• _Data records_:
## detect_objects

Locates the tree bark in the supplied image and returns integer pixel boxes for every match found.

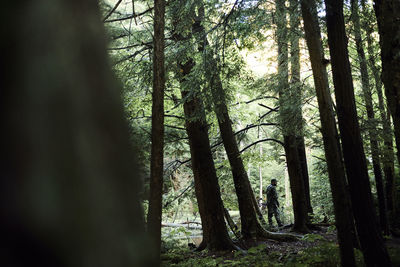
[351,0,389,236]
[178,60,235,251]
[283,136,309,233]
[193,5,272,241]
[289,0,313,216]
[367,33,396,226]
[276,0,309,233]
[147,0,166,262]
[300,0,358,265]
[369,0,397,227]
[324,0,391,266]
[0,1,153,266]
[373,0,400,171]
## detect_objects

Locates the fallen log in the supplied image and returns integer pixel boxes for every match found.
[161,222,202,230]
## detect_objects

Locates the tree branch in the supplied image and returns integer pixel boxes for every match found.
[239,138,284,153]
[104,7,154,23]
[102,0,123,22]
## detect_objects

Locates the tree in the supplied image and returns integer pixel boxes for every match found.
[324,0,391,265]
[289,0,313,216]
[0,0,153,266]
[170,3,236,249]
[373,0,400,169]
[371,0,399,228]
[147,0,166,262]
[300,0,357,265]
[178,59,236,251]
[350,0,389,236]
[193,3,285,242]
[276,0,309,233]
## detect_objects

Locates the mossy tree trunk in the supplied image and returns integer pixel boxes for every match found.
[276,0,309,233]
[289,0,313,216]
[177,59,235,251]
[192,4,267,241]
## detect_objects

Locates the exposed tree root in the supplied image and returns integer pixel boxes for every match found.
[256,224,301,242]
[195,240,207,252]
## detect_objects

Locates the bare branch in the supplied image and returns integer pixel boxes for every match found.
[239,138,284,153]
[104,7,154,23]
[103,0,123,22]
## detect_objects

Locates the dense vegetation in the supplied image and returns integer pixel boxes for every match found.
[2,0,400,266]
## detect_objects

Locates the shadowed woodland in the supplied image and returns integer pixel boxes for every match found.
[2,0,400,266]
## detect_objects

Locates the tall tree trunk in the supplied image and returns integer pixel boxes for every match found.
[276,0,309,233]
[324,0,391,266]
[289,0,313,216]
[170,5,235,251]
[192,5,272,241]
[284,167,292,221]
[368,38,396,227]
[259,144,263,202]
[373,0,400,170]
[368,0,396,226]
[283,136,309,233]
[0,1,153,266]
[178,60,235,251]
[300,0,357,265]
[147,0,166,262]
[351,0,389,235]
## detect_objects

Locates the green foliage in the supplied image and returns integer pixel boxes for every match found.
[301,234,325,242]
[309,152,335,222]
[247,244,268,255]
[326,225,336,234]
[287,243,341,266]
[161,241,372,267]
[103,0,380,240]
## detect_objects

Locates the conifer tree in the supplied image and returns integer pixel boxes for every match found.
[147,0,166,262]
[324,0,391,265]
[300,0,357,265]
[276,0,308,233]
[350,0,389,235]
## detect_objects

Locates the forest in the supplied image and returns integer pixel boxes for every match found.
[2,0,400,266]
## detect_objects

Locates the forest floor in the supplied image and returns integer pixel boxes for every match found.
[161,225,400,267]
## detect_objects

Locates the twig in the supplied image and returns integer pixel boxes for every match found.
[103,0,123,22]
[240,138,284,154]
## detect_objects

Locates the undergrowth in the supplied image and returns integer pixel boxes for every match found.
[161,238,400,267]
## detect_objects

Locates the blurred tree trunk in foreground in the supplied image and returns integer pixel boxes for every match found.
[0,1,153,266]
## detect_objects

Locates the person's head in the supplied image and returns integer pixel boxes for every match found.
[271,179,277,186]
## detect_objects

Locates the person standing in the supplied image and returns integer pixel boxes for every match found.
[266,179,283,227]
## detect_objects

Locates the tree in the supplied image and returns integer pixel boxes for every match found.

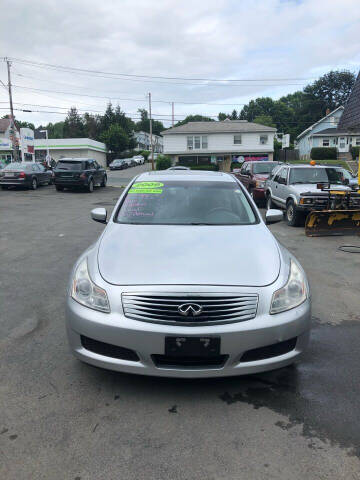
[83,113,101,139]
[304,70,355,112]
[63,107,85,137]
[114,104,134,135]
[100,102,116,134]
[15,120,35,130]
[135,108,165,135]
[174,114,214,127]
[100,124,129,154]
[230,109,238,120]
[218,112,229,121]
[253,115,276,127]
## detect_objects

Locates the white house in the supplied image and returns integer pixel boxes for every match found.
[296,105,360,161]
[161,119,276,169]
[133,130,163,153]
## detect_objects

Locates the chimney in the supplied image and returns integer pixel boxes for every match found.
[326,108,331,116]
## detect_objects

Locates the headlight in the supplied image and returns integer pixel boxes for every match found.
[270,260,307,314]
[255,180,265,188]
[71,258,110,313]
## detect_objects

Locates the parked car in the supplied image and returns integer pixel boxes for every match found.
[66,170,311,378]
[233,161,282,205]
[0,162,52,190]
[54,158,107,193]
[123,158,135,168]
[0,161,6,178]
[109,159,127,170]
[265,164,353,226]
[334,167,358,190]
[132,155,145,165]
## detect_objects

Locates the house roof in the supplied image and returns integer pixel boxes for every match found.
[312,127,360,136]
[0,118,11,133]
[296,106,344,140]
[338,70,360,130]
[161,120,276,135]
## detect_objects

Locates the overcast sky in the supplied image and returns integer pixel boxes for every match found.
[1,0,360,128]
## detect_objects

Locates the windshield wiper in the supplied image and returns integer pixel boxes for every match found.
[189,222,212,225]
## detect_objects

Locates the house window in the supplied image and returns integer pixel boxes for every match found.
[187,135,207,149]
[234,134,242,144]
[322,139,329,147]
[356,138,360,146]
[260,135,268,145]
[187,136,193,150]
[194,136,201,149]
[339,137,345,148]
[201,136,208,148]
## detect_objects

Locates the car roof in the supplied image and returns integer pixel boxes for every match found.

• _Your objective_: The finished copy should match the data above word for word and contain no pictures.

• _Response to the exercise_:
## detect_objects

Locates the tree bark in the supplied image and returns integer pixel boxes for every match found.

[351,0,389,236]
[178,60,235,251]
[283,136,309,233]
[193,5,272,241]
[289,0,313,216]
[367,33,396,226]
[276,0,309,233]
[147,0,166,262]
[300,0,358,265]
[369,0,397,227]
[324,0,391,266]
[0,1,153,266]
[373,0,400,171]
## detect_objects

Locates the fallen log in the supplied image and returns integer pixel boxes for every match found.
[161,222,202,230]
## detect_objects

Locates the tree branch in the supplied image and returns integer pixel boxes for every match found.
[239,138,284,153]
[104,7,154,23]
[102,0,123,22]
## detect_objects

Locates the tree in the supplied image and returns integer pixel boxes for every match found.
[324,0,391,265]
[289,0,313,216]
[0,0,153,266]
[170,3,236,249]
[373,0,400,169]
[371,0,399,228]
[147,0,166,262]
[300,0,357,265]
[178,59,236,251]
[350,0,389,236]
[193,3,285,242]
[276,0,309,233]
## detect_objects

Locates the mossy tree trunk in the supplied image and returns integer pixel boxes for every match found.
[276,0,309,233]
[289,0,313,216]
[177,59,235,251]
[192,4,267,241]
## detect_objects

Locates the exposed tree root in the supplied image and returns integer pixel boxes for every match found.
[256,224,301,242]
[195,240,207,252]
## detect_objects

Locates the bare branch in the supplied image and returns integer pixel boxes for every match found.
[239,138,284,153]
[104,7,154,23]
[103,0,123,22]
## detect_objects

Locates the dense vegetation in the supplied image and returns integer pixel boxes for every match found.
[2,0,400,266]
## detect_objects

Locates the shadowed woodland in the supplied image and returns integer pixel boxes for every match found.
[2,0,400,266]
## detect_objects

Locates the tall tree trunk in the supplied image and returns integer pixel boxes for every match found.
[276,0,309,233]
[324,0,391,266]
[289,0,313,216]
[170,5,235,251]
[192,5,272,241]
[284,167,292,221]
[368,38,396,227]
[259,144,263,202]
[373,0,400,170]
[368,0,396,226]
[283,136,309,233]
[0,1,153,266]
[178,60,235,251]
[300,0,357,265]
[147,0,166,262]
[351,0,389,235]
## detect_objects

Locates the green foliage in the supplied image and returns integer pixel boxes for every match found.
[301,234,325,242]
[309,152,335,222]
[247,244,268,255]
[326,225,336,234]
[287,243,341,266]
[161,241,372,267]
[103,0,380,240]
## detect_objects

Locates the conifer tree in the supplied image and returns integer pixel boxes for every match found.
[147,0,166,262]
[324,0,391,265]
[300,0,357,265]
[276,0,308,233]
[350,0,389,235]
## detect_objects

Locates the forest in the supplied image and returns integer pixel boxes for every match found.
[2,0,400,266]
## detect_objects

Locates the forest floor in the supplied image and returns integer pixel boxes for every match found.
[161,225,400,267]
## detect_objects

Locates the twig in the supplied image and returns integer pixel boxes for every match found.
[103,0,123,22]
[240,138,284,154]
## detect_objects

Locates the undergrowth in the supplied image and returns integer pixel boxes for every match found.
[161,238,400,267]
## detect_objects

Locates the blurred tree trunk in foreground in the supplied image and returns integer pixel boxes for every match found.
[0,1,153,266]
## detect_objects

Locates the person's head in the supplied image and returns integer pixel boxes for every match found.
[271,179,277,186]
## detect_objects

Locates the person standing in the supplied image and returns integer pixel boxes for every match found.
[266,179,283,227]
## detect_objects

Locates the tree in the supplied image and returns integer pixel boxes for every match found.

[83,113,101,139]
[304,70,355,112]
[63,107,85,137]
[114,104,134,135]
[100,102,116,134]
[15,120,35,130]
[135,108,165,135]
[174,114,214,127]
[100,124,129,154]
[230,109,238,120]
[218,112,229,121]
[253,115,276,127]
## detect_objects

Locates the white house in the supplied image and returns integer pixel boxes for every match found.
[296,105,360,161]
[161,119,276,169]
[133,130,163,153]
## detect_objects

Locates the chimney in the supplied image and returns integer pixel boxes for every match found.
[326,108,331,116]
## detect_objects

Locates the headlight in the supplied image and returns integer pixel boxes for every match found.
[270,260,307,314]
[255,180,265,188]
[71,258,110,313]
## detect_objects

Locates the parked car in the supplied image and returns integer pixel boxes for every match found.
[66,170,311,378]
[233,161,282,205]
[0,162,52,190]
[54,158,107,193]
[123,158,135,168]
[0,161,6,178]
[109,159,127,170]
[265,164,353,226]
[334,167,358,190]
[132,155,145,165]
## detect_objects

Locates the house roof in the supplied image and returns integer pixel boxes for every match found.
[312,127,360,136]
[0,118,11,133]
[296,106,344,140]
[338,70,360,130]
[161,120,276,135]
## detect_objects

Locates the overcast sky in the supplied image and returns integer pixel boxes for every match found.
[1,0,360,128]
## detect_objects

Locates the windshield wiper in the supplied image and returns integer pixel boxes for every match found.
[189,222,212,225]
## detect_objects

Locates the house window in the supplied image and returns integer pixel boxes for every match found.
[187,135,207,149]
[234,134,242,144]
[322,139,329,147]
[356,138,360,146]
[260,135,268,145]
[187,136,193,150]
[194,136,201,149]
[339,137,345,148]
[201,136,208,148]
## detect_objects

Locates the car roof in the supplied image and returns integer pixel boxes for every match found.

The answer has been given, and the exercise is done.